### Exercise instructions
Set down every entry once more, character for character.

----------------------------------------

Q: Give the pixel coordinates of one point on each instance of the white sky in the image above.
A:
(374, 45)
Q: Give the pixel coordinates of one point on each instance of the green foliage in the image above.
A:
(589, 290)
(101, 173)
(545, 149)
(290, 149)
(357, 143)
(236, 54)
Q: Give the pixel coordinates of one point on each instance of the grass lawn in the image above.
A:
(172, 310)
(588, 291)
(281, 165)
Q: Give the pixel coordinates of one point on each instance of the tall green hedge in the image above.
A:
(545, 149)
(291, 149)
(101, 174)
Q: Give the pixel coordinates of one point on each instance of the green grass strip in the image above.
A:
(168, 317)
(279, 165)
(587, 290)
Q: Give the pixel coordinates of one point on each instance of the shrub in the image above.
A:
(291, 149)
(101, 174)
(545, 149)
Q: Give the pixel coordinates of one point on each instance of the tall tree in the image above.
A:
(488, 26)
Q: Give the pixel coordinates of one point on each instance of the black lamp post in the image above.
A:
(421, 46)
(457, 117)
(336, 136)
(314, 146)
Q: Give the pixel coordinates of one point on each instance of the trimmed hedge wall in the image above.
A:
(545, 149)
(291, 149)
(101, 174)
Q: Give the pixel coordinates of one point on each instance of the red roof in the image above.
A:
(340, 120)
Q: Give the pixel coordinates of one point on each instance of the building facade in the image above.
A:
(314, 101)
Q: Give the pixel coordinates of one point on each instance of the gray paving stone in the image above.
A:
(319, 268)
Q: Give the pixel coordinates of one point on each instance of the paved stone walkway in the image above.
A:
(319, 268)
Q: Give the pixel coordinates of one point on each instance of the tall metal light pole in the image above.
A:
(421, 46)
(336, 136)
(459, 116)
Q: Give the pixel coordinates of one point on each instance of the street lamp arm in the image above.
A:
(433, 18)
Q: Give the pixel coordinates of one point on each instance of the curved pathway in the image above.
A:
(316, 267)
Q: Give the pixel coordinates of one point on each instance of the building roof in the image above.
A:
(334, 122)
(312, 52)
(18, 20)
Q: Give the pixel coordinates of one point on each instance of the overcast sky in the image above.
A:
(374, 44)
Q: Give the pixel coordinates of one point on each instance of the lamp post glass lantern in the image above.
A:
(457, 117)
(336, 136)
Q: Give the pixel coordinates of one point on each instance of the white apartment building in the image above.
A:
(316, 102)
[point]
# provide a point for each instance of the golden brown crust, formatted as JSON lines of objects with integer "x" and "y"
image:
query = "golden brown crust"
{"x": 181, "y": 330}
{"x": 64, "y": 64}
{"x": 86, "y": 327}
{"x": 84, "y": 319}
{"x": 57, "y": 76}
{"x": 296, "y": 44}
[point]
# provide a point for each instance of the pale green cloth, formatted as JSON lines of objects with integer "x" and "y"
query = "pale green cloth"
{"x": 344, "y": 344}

----------------------------------------

### Task output
Q: Give the pixel coordinates of one point on each instance of the white sky in the image above.
A:
(374, 45)
Q: Give the pixel coordinates of one point on each instance of the green foliage in the image above.
A:
(589, 290)
(101, 173)
(545, 149)
(290, 149)
(357, 143)
(236, 54)
Q: Give the pixel coordinates of one point on each instance of the grass lawn in the image above.
A:
(172, 310)
(588, 291)
(281, 165)
Q: Give the pixel coordinates of one point on each instance of the tall green hedge in the image above.
A:
(545, 149)
(291, 149)
(101, 174)
Q: Give the pixel coordinates of one point on each instance of the green grass strip in the image above.
A:
(168, 317)
(279, 165)
(587, 290)
Q: Give the pixel coordinates of one point on each instance of the shrub in the image above.
A:
(291, 149)
(101, 174)
(545, 149)
Q: Give the pixel coordinates of one point on each instance of the tall tree in the image above.
A:
(488, 26)
Q: Give the pixel coordinates of one point on each instance of the black lamp post in the image above.
A:
(421, 46)
(457, 117)
(336, 136)
(314, 146)
Q: Give the pixel coordinates of one point on each instance of the trimmed hedge wall in the image above.
A:
(545, 149)
(291, 149)
(101, 174)
Q: Give the pixel coordinates of one point on each instance of the red roof in the image above.
A:
(340, 120)
Q: Give the pixel coordinates of one point on each instance of the building facade in the image above.
A:
(314, 101)
Q: Give the pixel coordinates of one point on each instance of the gray paving stone in the image above.
A:
(319, 268)
Q: Give the pixel coordinates of one point on each instance of the paved stone walkway in the image above.
A:
(319, 268)
Q: Give the pixel coordinates of one point on each instance of the tall metal light pole in the image above.
A:
(421, 46)
(336, 136)
(459, 116)
Q: Give the pixel coordinates of one point on each instance of the street lamp arm in the image above.
A:
(433, 18)
Q: Give the pixel coordinates of one point on each instance of the curved pathway in the image above.
A:
(316, 267)
Q: Give the pixel coordinates of one point on each instance of the building roof in the image above.
A:
(334, 122)
(312, 52)
(18, 20)
Q: Give the pixel coordinates of one point on each instance of the overcast sky in the image above.
A:
(374, 44)
Q: Give the pixel coordinates of one point on each instance of the lamp post glass lantern in the image above.
A:
(457, 117)
(336, 136)
Q: Give the pixel coordinates of one point on each instance of the white apartment building in the image above.
A:
(316, 102)
[point]
# provide a point for each instance of the golden brown crust, formatted as JSON lines of objects with integer "x" and "y"
image:
query = "golden brown crust"
{"x": 181, "y": 330}
{"x": 64, "y": 64}
{"x": 86, "y": 327}
{"x": 84, "y": 319}
{"x": 57, "y": 76}
{"x": 296, "y": 44}
[point]
# provide a point for each instance of the pale green cloth, formatted as JSON lines of objects with integer "x" and "y"
query = "pale green cloth"
{"x": 344, "y": 344}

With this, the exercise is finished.